Task instructions:
Can you retype the lines below word for word, covering only the stretch from the line containing "Detect the dark" through the line containing "top-left (30, 25), bottom-right (429, 157)", both included?

Records
------------------------

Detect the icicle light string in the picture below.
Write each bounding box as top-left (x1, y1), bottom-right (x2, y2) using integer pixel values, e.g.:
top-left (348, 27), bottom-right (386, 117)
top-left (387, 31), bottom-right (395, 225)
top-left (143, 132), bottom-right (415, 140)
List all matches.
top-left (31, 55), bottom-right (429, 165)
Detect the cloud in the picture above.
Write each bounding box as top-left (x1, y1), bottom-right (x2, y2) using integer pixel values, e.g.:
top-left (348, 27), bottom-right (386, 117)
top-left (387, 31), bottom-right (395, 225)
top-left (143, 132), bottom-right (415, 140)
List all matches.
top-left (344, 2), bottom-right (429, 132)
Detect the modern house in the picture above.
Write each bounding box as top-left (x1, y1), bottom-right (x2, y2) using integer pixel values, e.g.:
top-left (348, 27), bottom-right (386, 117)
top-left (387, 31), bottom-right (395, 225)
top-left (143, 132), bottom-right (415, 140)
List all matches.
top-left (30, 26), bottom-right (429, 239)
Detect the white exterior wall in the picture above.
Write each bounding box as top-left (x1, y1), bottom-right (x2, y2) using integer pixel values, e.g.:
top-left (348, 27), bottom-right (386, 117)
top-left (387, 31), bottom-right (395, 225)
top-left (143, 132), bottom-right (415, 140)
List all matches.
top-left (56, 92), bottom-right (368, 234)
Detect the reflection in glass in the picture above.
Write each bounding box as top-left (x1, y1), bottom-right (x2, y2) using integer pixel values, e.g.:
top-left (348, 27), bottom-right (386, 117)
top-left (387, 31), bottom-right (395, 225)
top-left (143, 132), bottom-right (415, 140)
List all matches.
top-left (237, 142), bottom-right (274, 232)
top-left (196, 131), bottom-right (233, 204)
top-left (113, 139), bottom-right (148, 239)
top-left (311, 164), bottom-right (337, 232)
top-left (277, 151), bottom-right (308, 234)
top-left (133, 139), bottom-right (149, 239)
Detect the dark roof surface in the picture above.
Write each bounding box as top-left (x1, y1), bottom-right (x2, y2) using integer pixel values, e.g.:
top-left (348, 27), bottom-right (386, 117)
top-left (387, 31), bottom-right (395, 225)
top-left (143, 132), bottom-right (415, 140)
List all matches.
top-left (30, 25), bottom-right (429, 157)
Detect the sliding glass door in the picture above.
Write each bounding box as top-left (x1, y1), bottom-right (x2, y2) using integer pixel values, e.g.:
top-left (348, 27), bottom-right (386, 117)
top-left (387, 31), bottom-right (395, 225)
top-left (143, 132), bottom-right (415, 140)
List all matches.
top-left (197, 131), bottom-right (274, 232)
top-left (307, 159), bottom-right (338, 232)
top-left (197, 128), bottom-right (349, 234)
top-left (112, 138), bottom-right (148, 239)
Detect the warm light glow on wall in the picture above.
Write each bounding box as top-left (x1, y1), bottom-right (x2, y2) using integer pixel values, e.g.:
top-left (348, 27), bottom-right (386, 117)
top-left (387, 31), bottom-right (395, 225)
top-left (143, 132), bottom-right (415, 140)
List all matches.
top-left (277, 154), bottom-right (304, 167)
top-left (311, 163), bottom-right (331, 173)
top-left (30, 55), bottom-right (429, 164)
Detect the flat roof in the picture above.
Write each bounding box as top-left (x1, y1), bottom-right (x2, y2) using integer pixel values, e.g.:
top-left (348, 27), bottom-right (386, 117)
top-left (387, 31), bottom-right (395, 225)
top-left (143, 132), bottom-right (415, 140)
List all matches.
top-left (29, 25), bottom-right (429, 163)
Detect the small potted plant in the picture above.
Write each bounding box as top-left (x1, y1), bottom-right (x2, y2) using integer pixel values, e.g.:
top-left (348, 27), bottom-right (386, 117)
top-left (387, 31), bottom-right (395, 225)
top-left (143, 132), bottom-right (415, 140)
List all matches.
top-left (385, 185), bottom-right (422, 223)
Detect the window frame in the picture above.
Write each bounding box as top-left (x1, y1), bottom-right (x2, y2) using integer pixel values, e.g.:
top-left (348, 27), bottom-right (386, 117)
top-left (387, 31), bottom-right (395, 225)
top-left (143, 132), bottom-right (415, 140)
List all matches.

------------------------

Result below:
Detect the dark roof surface in the picture above.
Write each bounding box as top-left (x1, y1), bottom-right (x2, y2) using integer pixel values, e.g.:
top-left (348, 27), bottom-right (386, 117)
top-left (387, 31), bottom-right (395, 225)
top-left (143, 132), bottom-right (415, 140)
List all matches.
top-left (30, 25), bottom-right (429, 157)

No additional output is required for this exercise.